# Problem to solve:
Give as a JSON list of strings, one per line with blank lines left out, the lines from the one containing "Do you see the window somewhere" to the one containing "[0,242,700,727]", both included.

# Records for processing:

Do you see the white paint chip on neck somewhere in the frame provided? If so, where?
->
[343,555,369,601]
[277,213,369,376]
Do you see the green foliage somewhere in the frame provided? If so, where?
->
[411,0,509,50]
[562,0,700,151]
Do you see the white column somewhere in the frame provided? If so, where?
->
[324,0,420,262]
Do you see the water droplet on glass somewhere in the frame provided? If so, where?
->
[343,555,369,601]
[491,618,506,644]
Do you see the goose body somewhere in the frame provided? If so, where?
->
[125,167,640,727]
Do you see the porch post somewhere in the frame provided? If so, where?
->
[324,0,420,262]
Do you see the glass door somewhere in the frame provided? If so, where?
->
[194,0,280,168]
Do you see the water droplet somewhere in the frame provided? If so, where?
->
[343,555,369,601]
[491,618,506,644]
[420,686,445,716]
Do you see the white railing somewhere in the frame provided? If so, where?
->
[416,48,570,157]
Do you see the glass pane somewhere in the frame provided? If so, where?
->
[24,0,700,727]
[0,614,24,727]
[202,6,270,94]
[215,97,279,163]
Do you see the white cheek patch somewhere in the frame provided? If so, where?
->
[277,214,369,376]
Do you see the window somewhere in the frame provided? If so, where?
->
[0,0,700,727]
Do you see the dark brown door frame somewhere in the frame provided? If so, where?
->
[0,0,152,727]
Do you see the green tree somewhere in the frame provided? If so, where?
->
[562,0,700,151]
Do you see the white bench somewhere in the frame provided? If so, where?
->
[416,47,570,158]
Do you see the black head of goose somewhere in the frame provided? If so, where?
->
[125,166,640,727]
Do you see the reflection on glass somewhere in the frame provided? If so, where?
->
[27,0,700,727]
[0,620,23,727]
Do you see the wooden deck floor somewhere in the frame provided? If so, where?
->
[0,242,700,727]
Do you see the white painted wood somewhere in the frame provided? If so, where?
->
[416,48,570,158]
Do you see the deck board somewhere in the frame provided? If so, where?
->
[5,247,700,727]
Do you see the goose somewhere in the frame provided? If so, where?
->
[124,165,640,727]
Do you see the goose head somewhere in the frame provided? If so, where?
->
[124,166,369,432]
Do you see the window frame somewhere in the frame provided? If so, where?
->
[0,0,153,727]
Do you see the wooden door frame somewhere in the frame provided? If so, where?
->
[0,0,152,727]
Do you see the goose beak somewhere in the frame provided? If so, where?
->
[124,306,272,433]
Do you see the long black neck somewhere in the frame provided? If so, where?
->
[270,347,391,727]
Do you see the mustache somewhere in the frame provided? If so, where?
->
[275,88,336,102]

* * *

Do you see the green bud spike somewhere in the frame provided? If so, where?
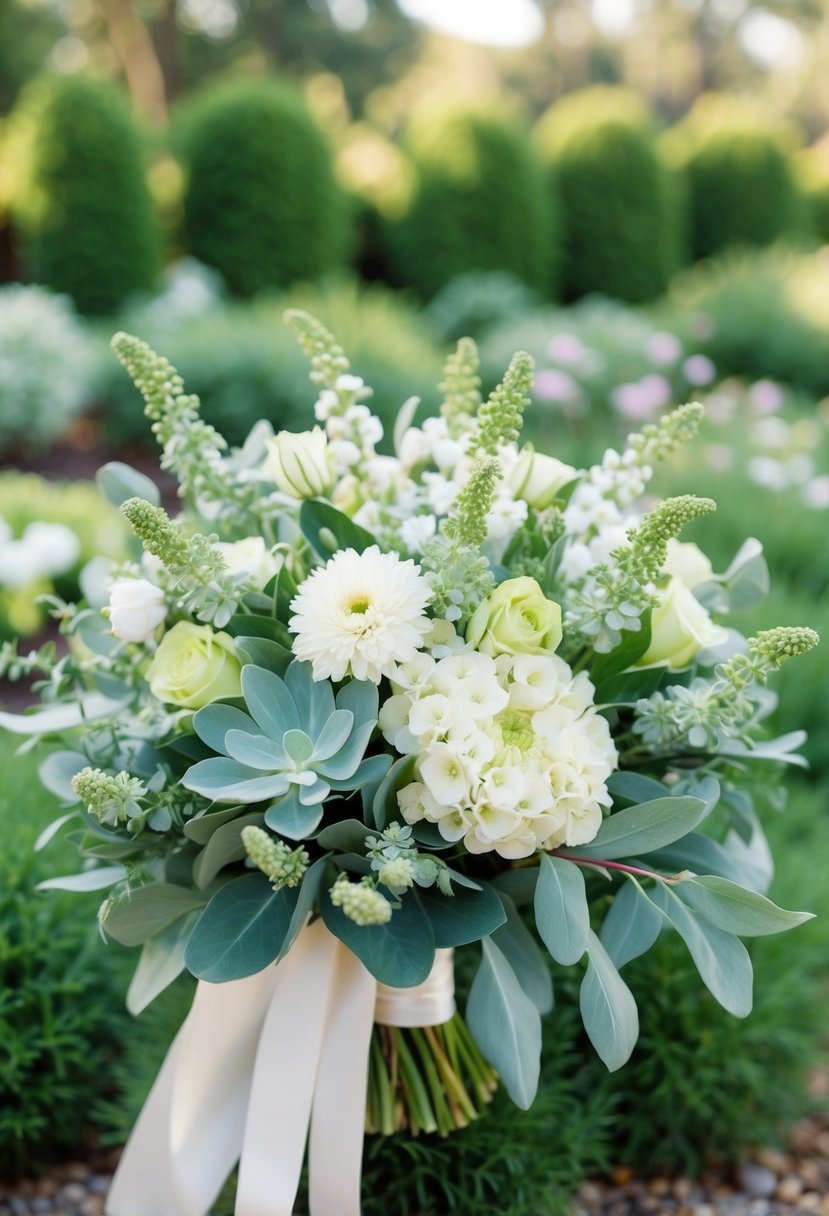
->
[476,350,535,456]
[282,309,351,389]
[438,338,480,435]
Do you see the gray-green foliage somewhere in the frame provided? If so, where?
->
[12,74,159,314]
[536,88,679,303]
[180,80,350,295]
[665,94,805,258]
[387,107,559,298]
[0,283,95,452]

# The completed task:
[
  "Do you see the window somewhere in the frame provided? If so, where?",
  "->",
  "[0,0,700,727]",
  "Do you see the dark brown door frame somewhere in the frame provided? If so, where?",
  "->",
  "[0,0,152,727]",
  "Do you see the green tree somewhere in the frame provided? If so, where?",
  "->",
  "[562,0,700,151]",
  "Do you see the white bench somewhere in the frame provided? If so, where?",
  "->",
  "[416,47,570,158]",
  "Do you see the black head of goose somewhere in the frame provided? If so, where?",
  "->",
  "[125,166,640,727]",
  "Do you see the reflection on glass somewhere in the frame provided? If so, where?",
  "->",
  "[27,0,700,727]",
  "[0,620,23,727]",
  "Do you see the wooden deck floor somewhere in the frame provided? If so, where?",
  "->",
  "[0,242,700,727]"
]